Sweeney ist zwiespältiger, als ich das in den kurzen Auszügen hier darstellen konnte und wollte, denn mir ging es um diese naturliebende Seite an ihm; aber es gibt auch Passagen, in denen er seine Lebensumstände bitter bejammert und sein Schicksal fast so beklagt wie in der Bibel Hiob das seine. Mittelalterliche Leser hätten vielleicht mit dem Finger auf diese Stellen gezeigt und gesagt: "Siehste!" Aber diese Art von erbaulicher Belehrung ist ja das Übliche und Erwartbare. Das Spannende für uns heutige ist die andere, vermutlich einmal negativ gemeinte Seite Sweeneys.

# # # # #

▶ FOLGENDES BEARBEITEN
a) Welche Substantive stehen im Textauszug über Sweeney nach dem Wort „diese“?
b) Kannst du den Textauszug über Sweeney nach seinem letzten Satz fortsetzen?

▶ ERFASSTE DATEN

# # # # #

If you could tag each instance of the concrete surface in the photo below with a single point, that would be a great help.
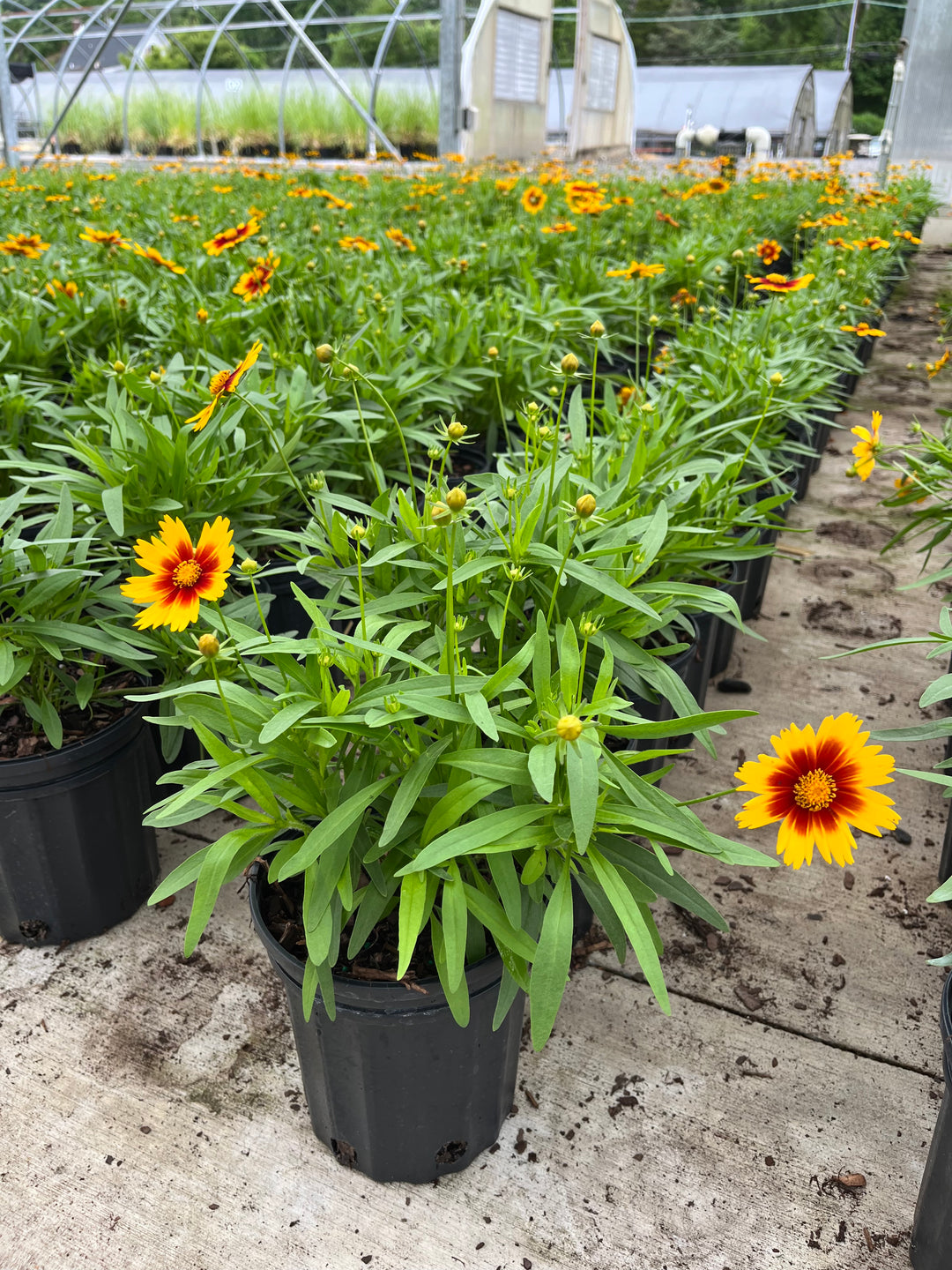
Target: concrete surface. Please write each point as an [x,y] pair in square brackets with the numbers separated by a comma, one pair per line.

# # # # #

▶ LÖSUNGEN
a) Seite, Stellen, Art

b)
Das Problem ist aber tatsächlich noch verwickelter, wenn man die zeitliche Dimension mit in Erwägung zieht. Die ältesten erhaltenen Manuskripte der Dichtung stammen aus dem 17. Jahrhundert, Philologen vermuten, daß sie in dieser Form aber im 12. Jahrhundert gedichtet wurde. Wie sehr ist sie in den dazwischenliegenden 500 Jahren verändert worden? Der Stoff, von dem sie handelt, geht zurück bis ins 7. Jahrhundert. Also noch ein halbes Jahrtausend zwischen Geschehen, mündlicher Überlieferung und Niederschrift. Die Entstehungszeit der mündlichen Überlieferung fällt genau in das Jahrhundert, in dem sich das Christentum in Irland erst gegen große Widerstände durchsetzte. Vielleicht war Sweeney ursprünglich ein Held heidnischer Dichtung und fand nur in christlicher Umdeutung Eingang in die spätere Klosterliteratur. Das würde das Schillernde, die Zwiespältigkeit seines Wesens zu einem Gutteil erklären. Aber wissen tu ich das nicht, es sind lediglich Vermutungen von mir.
(Vielen Dank übrigens noch für den Glückwunsch letztens!)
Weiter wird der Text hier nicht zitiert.